PROBLEM DESCRIPTION:
Pull every "snow" line out of the data below.

DATA EXTRACTS:
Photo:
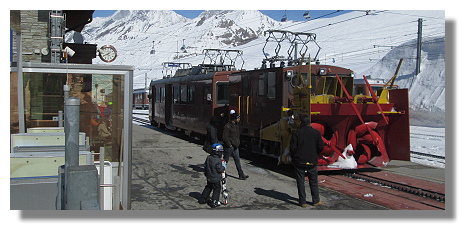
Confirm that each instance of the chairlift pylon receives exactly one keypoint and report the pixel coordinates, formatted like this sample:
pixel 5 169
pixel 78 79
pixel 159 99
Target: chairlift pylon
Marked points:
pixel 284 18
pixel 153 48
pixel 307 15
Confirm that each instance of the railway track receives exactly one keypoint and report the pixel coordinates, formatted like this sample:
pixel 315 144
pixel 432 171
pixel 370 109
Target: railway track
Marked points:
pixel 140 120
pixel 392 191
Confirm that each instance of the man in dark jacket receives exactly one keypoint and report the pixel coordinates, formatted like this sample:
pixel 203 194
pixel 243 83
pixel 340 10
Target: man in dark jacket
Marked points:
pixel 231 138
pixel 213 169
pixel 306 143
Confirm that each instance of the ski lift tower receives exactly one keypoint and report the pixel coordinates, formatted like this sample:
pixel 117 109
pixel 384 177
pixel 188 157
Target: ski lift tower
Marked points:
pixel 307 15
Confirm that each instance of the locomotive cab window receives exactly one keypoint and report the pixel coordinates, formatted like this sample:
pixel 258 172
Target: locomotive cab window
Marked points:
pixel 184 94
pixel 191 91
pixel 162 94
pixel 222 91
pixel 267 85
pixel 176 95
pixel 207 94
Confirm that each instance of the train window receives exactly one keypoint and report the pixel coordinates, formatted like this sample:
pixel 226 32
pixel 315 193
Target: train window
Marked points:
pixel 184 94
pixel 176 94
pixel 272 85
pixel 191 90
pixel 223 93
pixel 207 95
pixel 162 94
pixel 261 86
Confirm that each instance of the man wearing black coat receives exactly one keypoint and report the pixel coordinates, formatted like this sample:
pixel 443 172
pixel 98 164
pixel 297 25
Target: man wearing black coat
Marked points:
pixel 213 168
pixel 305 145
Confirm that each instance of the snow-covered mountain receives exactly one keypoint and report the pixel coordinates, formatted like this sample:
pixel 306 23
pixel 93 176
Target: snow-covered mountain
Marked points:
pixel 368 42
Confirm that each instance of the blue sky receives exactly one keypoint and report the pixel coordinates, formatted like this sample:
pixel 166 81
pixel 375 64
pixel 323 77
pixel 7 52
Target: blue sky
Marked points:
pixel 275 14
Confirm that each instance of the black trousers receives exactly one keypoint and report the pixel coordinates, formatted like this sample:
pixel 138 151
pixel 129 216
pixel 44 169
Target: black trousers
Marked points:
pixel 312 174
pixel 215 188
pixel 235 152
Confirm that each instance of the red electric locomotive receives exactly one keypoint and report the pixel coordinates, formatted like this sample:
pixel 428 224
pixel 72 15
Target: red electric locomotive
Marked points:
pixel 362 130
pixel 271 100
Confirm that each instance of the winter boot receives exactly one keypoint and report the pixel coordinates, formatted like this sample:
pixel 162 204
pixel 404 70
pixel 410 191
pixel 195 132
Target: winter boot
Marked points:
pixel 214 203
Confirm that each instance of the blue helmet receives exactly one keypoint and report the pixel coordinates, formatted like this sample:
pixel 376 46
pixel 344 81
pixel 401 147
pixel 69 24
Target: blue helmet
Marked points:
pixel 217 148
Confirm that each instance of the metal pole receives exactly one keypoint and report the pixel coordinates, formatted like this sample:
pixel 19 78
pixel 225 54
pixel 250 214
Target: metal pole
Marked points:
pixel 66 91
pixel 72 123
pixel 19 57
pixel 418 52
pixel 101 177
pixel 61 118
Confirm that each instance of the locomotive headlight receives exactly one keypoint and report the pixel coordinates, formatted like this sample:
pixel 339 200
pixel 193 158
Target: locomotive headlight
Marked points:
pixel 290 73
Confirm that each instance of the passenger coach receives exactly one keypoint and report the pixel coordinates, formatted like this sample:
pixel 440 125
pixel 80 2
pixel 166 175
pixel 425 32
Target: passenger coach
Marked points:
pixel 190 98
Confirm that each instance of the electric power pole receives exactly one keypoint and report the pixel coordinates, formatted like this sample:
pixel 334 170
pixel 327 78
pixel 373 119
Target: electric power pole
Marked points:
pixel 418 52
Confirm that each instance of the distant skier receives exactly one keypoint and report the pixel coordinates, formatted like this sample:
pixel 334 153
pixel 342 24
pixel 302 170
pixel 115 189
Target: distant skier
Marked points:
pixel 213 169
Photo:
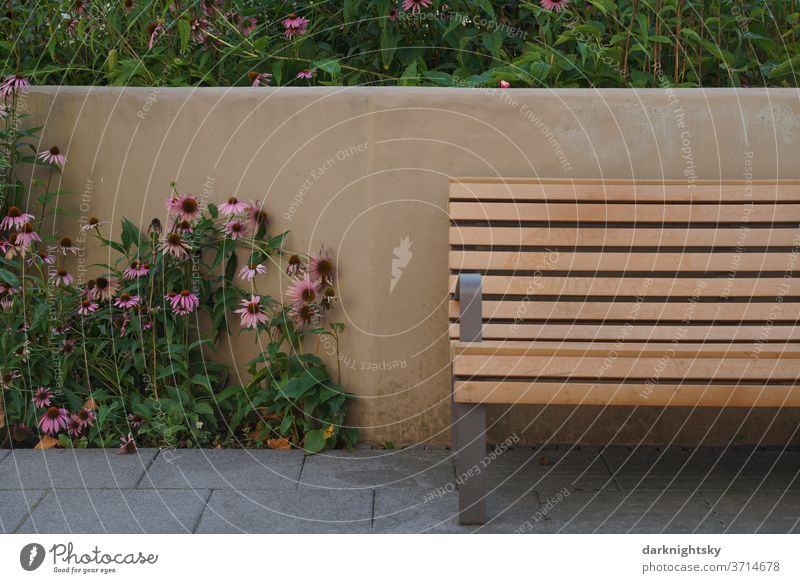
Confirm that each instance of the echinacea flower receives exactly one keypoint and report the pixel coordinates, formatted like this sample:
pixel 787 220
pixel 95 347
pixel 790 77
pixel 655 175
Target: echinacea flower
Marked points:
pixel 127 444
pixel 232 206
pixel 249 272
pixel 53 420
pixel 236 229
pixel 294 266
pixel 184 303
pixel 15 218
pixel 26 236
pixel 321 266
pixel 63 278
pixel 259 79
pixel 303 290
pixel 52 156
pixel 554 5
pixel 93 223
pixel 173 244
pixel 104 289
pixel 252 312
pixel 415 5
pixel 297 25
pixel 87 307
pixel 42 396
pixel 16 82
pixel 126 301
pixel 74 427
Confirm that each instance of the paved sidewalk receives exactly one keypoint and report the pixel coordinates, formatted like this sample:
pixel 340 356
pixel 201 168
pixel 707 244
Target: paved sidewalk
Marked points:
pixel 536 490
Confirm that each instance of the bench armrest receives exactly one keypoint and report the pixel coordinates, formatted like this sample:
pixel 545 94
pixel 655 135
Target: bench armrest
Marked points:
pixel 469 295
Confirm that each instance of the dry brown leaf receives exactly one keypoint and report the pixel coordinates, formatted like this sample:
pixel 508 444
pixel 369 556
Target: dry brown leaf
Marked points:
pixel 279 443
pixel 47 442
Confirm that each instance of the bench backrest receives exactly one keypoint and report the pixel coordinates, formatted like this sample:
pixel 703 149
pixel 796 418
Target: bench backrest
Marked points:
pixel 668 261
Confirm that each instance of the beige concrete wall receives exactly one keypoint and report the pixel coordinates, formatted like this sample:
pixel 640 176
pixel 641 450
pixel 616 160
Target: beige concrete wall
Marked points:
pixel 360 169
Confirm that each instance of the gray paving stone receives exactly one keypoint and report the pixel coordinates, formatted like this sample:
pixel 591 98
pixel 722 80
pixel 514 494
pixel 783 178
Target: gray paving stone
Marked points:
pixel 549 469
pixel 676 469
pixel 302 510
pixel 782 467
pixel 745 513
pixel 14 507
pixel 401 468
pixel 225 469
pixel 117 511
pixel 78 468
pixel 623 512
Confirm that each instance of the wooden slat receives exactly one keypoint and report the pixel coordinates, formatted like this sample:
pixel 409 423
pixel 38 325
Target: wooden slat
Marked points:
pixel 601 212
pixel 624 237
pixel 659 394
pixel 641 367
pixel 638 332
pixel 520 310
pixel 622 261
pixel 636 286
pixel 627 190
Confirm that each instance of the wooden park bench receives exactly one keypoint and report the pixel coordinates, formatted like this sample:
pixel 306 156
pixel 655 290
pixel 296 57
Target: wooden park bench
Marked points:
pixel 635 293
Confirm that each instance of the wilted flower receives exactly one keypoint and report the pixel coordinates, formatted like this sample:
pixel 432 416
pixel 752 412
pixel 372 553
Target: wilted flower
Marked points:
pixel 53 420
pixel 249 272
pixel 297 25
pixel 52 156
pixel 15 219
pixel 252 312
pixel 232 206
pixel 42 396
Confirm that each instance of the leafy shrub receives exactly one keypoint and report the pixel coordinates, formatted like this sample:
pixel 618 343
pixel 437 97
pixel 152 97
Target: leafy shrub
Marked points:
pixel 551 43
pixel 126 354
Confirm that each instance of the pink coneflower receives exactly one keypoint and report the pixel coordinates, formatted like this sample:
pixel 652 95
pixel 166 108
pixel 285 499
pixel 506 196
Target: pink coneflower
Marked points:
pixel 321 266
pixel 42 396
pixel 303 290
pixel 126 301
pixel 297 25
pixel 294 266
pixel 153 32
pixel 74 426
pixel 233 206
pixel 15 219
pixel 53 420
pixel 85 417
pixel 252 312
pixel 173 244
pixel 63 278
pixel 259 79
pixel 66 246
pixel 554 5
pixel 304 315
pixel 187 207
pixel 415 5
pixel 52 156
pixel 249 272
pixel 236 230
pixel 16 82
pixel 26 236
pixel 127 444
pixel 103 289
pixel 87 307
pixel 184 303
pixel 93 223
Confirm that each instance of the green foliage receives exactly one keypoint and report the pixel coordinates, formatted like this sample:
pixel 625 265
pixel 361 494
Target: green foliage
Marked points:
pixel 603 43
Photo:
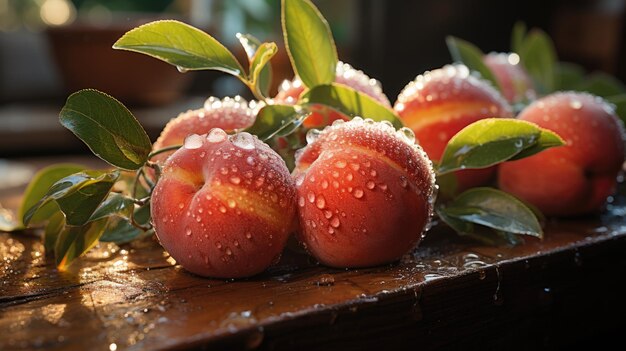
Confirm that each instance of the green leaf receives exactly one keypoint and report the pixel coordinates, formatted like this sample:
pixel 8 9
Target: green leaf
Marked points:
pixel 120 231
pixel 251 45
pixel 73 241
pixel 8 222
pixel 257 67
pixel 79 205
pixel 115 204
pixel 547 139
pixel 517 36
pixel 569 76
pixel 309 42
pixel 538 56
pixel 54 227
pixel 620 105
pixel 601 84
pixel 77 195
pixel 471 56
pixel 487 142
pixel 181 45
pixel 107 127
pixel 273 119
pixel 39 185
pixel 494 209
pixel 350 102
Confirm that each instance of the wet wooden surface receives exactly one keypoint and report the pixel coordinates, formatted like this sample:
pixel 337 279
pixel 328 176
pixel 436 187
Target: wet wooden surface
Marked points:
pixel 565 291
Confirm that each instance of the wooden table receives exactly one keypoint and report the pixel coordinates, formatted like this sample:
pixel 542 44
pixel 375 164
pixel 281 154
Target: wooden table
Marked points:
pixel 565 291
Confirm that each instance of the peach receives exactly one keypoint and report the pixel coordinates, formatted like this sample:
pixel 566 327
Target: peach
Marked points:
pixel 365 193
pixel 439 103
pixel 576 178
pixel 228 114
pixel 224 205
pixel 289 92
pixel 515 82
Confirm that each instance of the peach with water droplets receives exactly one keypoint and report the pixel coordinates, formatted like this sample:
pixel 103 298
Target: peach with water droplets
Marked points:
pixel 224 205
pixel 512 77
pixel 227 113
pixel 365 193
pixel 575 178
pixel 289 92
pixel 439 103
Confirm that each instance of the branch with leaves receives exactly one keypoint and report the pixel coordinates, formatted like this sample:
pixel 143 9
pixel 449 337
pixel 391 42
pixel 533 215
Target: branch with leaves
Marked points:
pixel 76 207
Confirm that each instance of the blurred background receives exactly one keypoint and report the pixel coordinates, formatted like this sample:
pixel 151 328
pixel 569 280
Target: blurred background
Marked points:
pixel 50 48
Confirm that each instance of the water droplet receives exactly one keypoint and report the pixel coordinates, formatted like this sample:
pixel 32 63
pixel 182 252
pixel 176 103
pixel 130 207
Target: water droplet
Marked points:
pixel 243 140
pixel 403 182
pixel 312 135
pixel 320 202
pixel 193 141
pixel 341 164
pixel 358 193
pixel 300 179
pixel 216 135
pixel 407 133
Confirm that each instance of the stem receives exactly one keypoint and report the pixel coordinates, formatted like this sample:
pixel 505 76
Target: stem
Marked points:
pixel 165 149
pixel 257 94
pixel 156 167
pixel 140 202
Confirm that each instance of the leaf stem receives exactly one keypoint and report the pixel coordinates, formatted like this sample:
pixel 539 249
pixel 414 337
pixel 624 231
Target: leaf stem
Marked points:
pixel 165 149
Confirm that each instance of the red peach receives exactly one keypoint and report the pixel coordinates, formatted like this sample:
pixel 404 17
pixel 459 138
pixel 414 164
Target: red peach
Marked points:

RESPONSE:
Confirm that each instance of the snow-covered mountain receives exactly one keypoint and report the pixel coordinates, formatted like this sample:
Target: snow-covered mountain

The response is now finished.